→ Stored data:
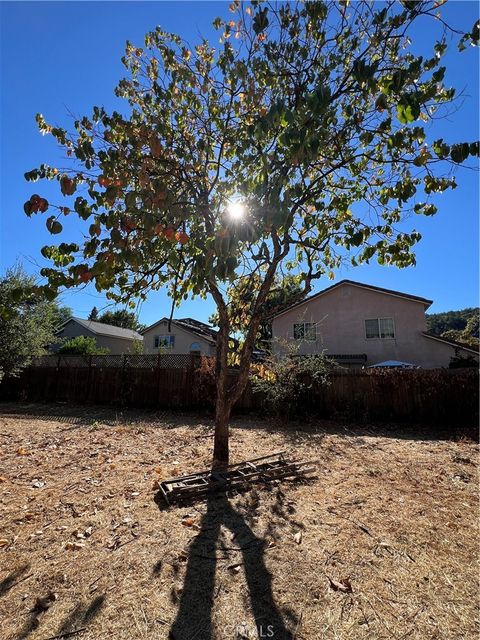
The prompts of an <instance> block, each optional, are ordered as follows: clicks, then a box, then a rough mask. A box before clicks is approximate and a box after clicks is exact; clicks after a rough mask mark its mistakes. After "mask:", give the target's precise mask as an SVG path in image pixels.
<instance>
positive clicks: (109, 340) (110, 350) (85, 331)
mask: <svg viewBox="0 0 480 640" xmlns="http://www.w3.org/2000/svg"><path fill="white" fill-rule="evenodd" d="M55 335H56V336H57V338H61V339H62V342H65V341H66V340H68V339H70V338H76V337H77V336H88V337H92V338H95V342H96V343H97V346H98V347H101V348H104V349H105V348H106V349H109V351H110V353H111V354H117V355H118V354H122V353H131V352H133V343H134V341H135V340H139V341H140V342H142V341H143V337H142V336H141V335H140V334H139V333H137V332H136V331H133V330H132V329H122V328H121V327H115V326H114V325H112V324H104V323H103V322H94V321H93V320H82V319H81V318H70V319H69V320H67V321H66V322H64V323H63V324H62V326H61V327H60V328H59V329H58V331H57V332H56V334H55ZM60 345H61V342H58V343H56V344H54V345H52V346H51V351H57V350H58V349H59V347H60Z"/></svg>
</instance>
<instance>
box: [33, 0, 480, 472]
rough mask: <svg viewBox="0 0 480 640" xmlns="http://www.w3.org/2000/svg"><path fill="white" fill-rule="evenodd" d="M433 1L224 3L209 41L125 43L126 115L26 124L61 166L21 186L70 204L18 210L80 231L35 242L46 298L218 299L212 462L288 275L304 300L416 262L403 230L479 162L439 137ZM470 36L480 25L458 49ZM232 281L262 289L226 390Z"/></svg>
mask: <svg viewBox="0 0 480 640" xmlns="http://www.w3.org/2000/svg"><path fill="white" fill-rule="evenodd" d="M439 4H441V2H438V1H437V2H432V1H422V2H413V1H410V0H409V1H407V0H403V2H402V3H396V2H387V3H382V4H381V5H375V4H374V5H372V4H371V3H370V2H363V1H359V2H355V3H351V4H349V3H348V2H347V1H346V0H343V1H339V2H320V1H318V2H307V3H305V4H296V3H295V4H291V3H279V4H278V5H275V6H272V5H271V4H266V3H259V2H252V4H251V6H250V5H247V4H246V3H240V2H234V3H233V5H232V7H231V8H232V11H233V12H234V14H235V17H234V18H231V19H226V20H222V19H221V18H217V19H216V20H215V22H214V25H215V26H216V28H217V29H219V32H220V34H221V42H220V46H218V45H217V44H215V46H211V45H210V44H209V43H208V42H207V41H206V40H201V41H200V42H199V43H198V44H197V45H196V46H195V47H193V48H190V47H189V46H188V44H187V43H185V42H184V41H183V40H182V39H181V38H180V37H179V36H177V35H173V34H169V33H166V32H165V31H163V30H162V29H161V28H160V27H157V28H156V29H155V30H154V31H152V32H150V33H148V34H147V35H146V36H145V43H144V47H138V46H134V45H133V44H131V43H127V47H126V53H125V56H124V58H123V59H122V60H123V63H124V65H125V67H126V69H127V77H126V78H124V79H122V80H121V81H120V82H119V84H118V86H117V88H116V95H117V96H118V97H120V98H125V99H126V100H127V102H128V105H129V110H127V111H128V113H127V114H126V115H122V114H121V113H119V112H116V111H115V112H113V113H111V114H108V113H106V111H105V110H104V109H103V108H102V107H94V108H93V112H92V115H91V116H90V117H87V116H85V117H83V118H81V119H79V120H77V121H76V122H75V123H74V128H75V131H72V132H68V131H67V130H66V129H64V128H61V127H53V126H50V125H49V124H47V122H46V121H45V119H44V118H43V116H41V115H38V116H37V122H38V126H39V129H40V131H41V132H42V133H43V134H46V133H49V134H52V135H53V136H54V138H55V139H56V141H57V142H58V143H59V144H60V145H61V146H63V147H64V148H65V150H66V155H67V156H70V157H72V167H71V169H69V170H67V169H61V170H59V169H57V168H53V167H50V166H48V165H45V164H44V165H41V166H40V167H39V168H37V169H34V170H32V171H29V172H28V173H27V174H26V178H27V180H32V181H35V180H37V179H40V178H46V179H49V180H57V181H58V184H59V187H60V190H61V193H62V194H63V196H64V197H65V201H63V202H59V203H58V204H56V205H54V206H52V205H51V204H49V203H48V202H47V201H46V199H45V198H43V197H41V196H39V195H38V194H34V195H32V197H31V198H30V200H29V201H28V202H26V203H25V205H24V209H25V212H26V214H27V215H32V214H33V213H37V212H41V213H44V212H46V211H47V210H48V209H50V210H53V213H51V214H50V215H49V216H48V218H47V220H46V225H47V228H48V229H49V230H50V232H51V233H52V234H53V235H56V234H59V233H61V232H62V223H61V220H62V218H63V216H67V215H70V214H71V213H73V212H75V214H76V215H78V216H79V218H80V219H81V220H83V221H84V225H85V233H86V235H87V236H88V237H87V239H86V241H85V242H83V244H82V245H81V246H80V245H79V244H78V243H76V242H69V243H67V242H62V243H60V244H58V245H51V246H47V247H44V248H43V249H42V253H43V255H44V256H45V257H47V258H50V259H51V260H52V261H53V263H54V264H53V266H52V267H51V268H46V269H43V271H42V275H43V276H45V277H46V278H47V279H48V284H46V285H45V291H46V293H47V294H48V295H51V296H53V295H55V292H56V291H57V289H58V288H61V287H72V286H78V285H83V284H85V283H88V282H93V283H94V284H95V287H96V289H97V290H98V291H101V290H108V293H107V296H108V297H109V298H111V299H112V300H116V301H117V302H124V303H126V304H128V305H129V306H130V307H131V308H134V306H135V302H134V301H133V298H135V297H138V298H140V299H145V297H146V296H147V294H148V292H149V291H150V290H151V289H158V288H160V287H162V286H167V287H168V290H169V293H170V295H171V297H172V299H173V304H174V305H176V304H179V303H180V302H181V300H182V299H184V298H187V297H188V296H190V295H192V296H203V297H204V296H207V295H208V294H210V295H211V296H212V297H213V300H214V301H215V304H216V306H217V310H218V317H219V333H218V339H217V359H216V362H217V365H216V384H217V403H216V414H215V440H214V463H213V464H214V466H224V465H226V464H227V463H228V457H229V456H228V440H229V431H228V424H229V416H230V412H231V409H232V406H233V405H234V404H235V402H236V401H237V400H238V399H239V398H240V396H241V394H242V392H243V390H244V388H245V386H246V384H247V382H248V376H249V367H250V361H251V355H252V350H253V348H254V344H255V340H256V336H257V332H258V327H259V326H260V323H261V322H262V320H264V318H265V302H266V300H267V297H268V294H269V291H270V290H271V288H272V286H273V285H274V282H275V276H276V274H277V273H278V272H279V269H280V268H281V267H282V265H283V266H284V267H285V269H286V270H287V271H289V272H290V273H292V274H295V275H297V276H298V277H299V281H300V282H301V283H302V287H303V291H302V295H305V294H307V293H308V292H309V291H310V290H311V287H312V283H313V282H314V281H315V280H316V279H318V278H320V277H322V276H325V275H326V276H327V277H330V278H333V269H334V268H336V267H338V266H339V265H340V264H341V262H342V261H344V260H349V261H350V262H351V263H352V264H353V265H357V264H359V263H362V262H368V261H370V260H372V259H373V258H376V260H377V261H378V262H379V263H380V264H394V265H397V266H399V267H407V266H409V265H412V264H414V263H415V257H414V253H413V246H414V245H415V243H416V242H418V241H419V240H420V234H419V233H418V232H417V231H416V230H415V229H412V228H411V223H409V224H408V225H407V222H406V221H407V220H408V219H409V216H410V215H411V214H417V215H433V214H434V213H435V212H436V207H435V205H434V203H433V202H431V201H430V200H431V195H432V194H435V193H441V192H443V191H445V190H447V189H450V188H454V187H455V178H454V176H453V175H452V172H451V169H452V167H454V166H456V165H458V164H460V163H462V162H463V161H465V160H466V159H467V158H468V157H469V156H478V155H479V145H478V143H470V142H455V143H454V144H450V143H447V142H446V141H444V140H443V139H442V138H435V137H434V133H435V121H436V119H438V118H439V117H440V116H442V115H447V114H449V110H450V111H451V106H452V101H453V99H454V95H455V91H454V89H451V88H449V87H446V86H445V85H444V82H443V78H444V75H445V67H444V66H442V65H441V61H442V57H443V56H444V54H445V51H446V49H447V41H446V33H447V32H448V25H446V24H445V22H444V21H443V19H442V17H441V16H440V17H438V19H436V18H437V13H438V12H439V9H438V5H439ZM427 20H431V22H432V24H433V25H434V26H435V25H437V26H438V30H439V35H438V40H434V41H432V42H431V43H430V44H431V48H430V45H429V43H428V42H427V39H428V38H427V36H426V35H423V36H422V43H421V44H422V47H423V48H426V47H427V46H428V47H429V51H430V55H429V56H427V57H425V56H421V55H419V54H418V53H416V52H415V50H414V49H412V43H411V40H410V36H412V37H413V35H412V27H413V26H415V25H417V24H420V25H421V24H422V21H423V24H425V22H426V21H427ZM478 35H479V27H478V23H477V24H476V25H475V26H474V27H473V29H472V30H471V31H469V32H467V33H465V34H464V35H462V36H461V39H460V45H459V46H460V48H463V49H465V48H466V47H465V45H466V44H477V43H478ZM427 125H428V126H427ZM72 196H75V198H74V199H72V200H70V198H71V197H72ZM239 278H242V279H241V280H238V279H239ZM245 278H247V281H246V280H245ZM235 282H241V283H242V286H244V285H243V283H245V282H249V283H250V285H251V287H252V288H253V289H254V290H255V295H254V296H253V297H252V300H251V302H250V305H249V307H250V308H249V311H248V327H246V331H245V339H244V342H243V345H242V348H241V351H240V356H239V357H240V365H239V369H238V378H237V380H236V382H235V384H234V385H233V387H231V388H229V386H228V384H229V383H228V382H227V355H228V339H229V335H230V330H231V324H232V318H233V317H235V315H236V310H235V309H230V308H229V307H228V304H227V300H226V296H225V288H226V287H227V286H228V284H234V283H235Z"/></svg>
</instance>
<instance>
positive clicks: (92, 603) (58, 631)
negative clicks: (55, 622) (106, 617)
mask: <svg viewBox="0 0 480 640" xmlns="http://www.w3.org/2000/svg"><path fill="white" fill-rule="evenodd" d="M104 603H105V595H99V596H96V597H95V598H93V600H92V601H91V602H90V603H86V602H78V603H77V604H76V605H75V607H74V608H73V609H72V611H71V612H70V613H69V615H68V616H67V617H66V618H65V620H64V621H63V623H62V624H61V626H60V627H59V629H58V635H59V636H65V635H68V634H71V633H72V632H73V631H75V630H78V629H79V628H81V627H83V626H85V625H87V624H88V623H90V622H91V621H92V620H93V619H94V618H96V617H97V615H98V614H99V613H100V609H101V608H102V607H103V605H104Z"/></svg>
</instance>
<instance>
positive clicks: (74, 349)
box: [58, 336, 110, 356]
mask: <svg viewBox="0 0 480 640" xmlns="http://www.w3.org/2000/svg"><path fill="white" fill-rule="evenodd" d="M58 353H60V354H62V355H71V356H99V355H105V354H107V353H110V350H109V349H106V348H103V347H97V343H96V341H95V338H92V336H75V338H70V339H69V340H66V341H65V342H64V343H63V344H62V345H61V347H60V348H59V350H58Z"/></svg>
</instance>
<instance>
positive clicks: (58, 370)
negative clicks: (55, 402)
mask: <svg viewBox="0 0 480 640" xmlns="http://www.w3.org/2000/svg"><path fill="white" fill-rule="evenodd" d="M61 361H62V356H61V355H60V354H59V355H58V356H57V375H56V377H55V393H54V396H53V401H54V402H56V401H57V398H58V379H59V377H60V363H61Z"/></svg>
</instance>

→ What this task involves: Can you pull out the lines of the material, starting with its first line and going on through the line that contains "positive clicks: (109, 340)", and repeat them exactly, with both ends included? Leave the pictures out of your answer.

→ Task result:
The prompts of an <instance> block, each optional, are ordered as follows: clicks, then a box, then a rough mask. A box before clicks is approximate and a box after clicks is exact; clicks after a rough mask mark its mistakes. After "mask:", give the target's precise mask as an SVG path in image pixels.
<instance>
positive clicks: (109, 340) (110, 350) (85, 331)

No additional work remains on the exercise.